Everywhere and Nowhere is a 2011 coming of age British drama film focusing on the identity struggles of Ash (James Floyd) a young British Pakistani who is torn between the traditions of middle-class family life and his passion for DJing. The film comes from Kidulthood director Menhaj Huda.

Synopsis
Young and educated, Ash leads a privileged life but finds himself between two cultures: hedonistic, multi-cultural London with his friends and a traditional Pakistani family upbringing in the middle class suburbs. Tormented by the idea of entering the family business, Ash rebels and he finds identity through blending classic Bollywood soundtracks with contemporary electronic music.

◇ ◇ ◇ ◇ ◇ ◇ ◇

Aim of the exercise:
Please reproduce the description of the film Everywhere and Nowhere above word for word, in full.

◇ ◇ ◇ ◇ ◇ ◇ ◇

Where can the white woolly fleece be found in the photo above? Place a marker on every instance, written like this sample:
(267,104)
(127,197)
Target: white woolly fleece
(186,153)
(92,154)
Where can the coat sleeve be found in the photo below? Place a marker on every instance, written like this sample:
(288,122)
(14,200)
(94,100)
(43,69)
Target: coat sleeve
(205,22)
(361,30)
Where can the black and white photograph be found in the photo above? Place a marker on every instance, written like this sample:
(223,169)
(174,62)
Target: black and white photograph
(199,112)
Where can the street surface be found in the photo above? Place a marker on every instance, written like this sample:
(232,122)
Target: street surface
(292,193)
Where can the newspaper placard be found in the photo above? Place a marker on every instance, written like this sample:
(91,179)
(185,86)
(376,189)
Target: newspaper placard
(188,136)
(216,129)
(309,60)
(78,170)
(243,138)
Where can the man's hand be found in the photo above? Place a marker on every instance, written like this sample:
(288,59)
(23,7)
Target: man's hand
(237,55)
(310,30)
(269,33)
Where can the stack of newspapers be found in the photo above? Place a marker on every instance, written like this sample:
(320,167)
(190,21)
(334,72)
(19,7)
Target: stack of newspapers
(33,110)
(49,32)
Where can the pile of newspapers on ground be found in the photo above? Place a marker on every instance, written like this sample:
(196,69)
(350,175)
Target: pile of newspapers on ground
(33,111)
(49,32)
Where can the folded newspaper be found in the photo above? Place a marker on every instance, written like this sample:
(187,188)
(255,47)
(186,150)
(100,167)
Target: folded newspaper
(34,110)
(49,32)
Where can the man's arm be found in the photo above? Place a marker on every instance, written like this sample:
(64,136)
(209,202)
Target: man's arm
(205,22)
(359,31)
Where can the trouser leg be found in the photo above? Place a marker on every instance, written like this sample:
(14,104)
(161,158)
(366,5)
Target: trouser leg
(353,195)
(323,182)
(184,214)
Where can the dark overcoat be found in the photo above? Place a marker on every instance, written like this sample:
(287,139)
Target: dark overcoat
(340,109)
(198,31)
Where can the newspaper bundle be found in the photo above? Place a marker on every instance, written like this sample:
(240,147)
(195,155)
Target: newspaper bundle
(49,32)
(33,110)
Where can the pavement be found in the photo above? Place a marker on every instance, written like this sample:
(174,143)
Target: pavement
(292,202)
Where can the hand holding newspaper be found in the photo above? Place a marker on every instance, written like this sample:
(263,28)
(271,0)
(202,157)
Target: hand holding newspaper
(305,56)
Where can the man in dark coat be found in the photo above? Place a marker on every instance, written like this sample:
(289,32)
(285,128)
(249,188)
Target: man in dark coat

◇ ◇ ◇ ◇ ◇ ◇ ◇

Exercise result:
Everywhere and Nowhere is a 2011 coming of age British drama film focusing on the identity struggles of Ash (James Floyd) a young British Pakistani who is torn between the traditions of middle-class family life and his passion for DJing. The film comes from Kidulthood director Menhaj Huda.

Synopsis
Young and educated, Ash leads a privileged life but finds himself between two cultures: hedonistic, multi-cultural London with his friends and a traditional Pakistani family upbringing in the middle class suburbs. Tormented by the idea of entering the family business, Ash rebels and he finds identity through blending classic Bollywood soundtracks with contemporary electronic music.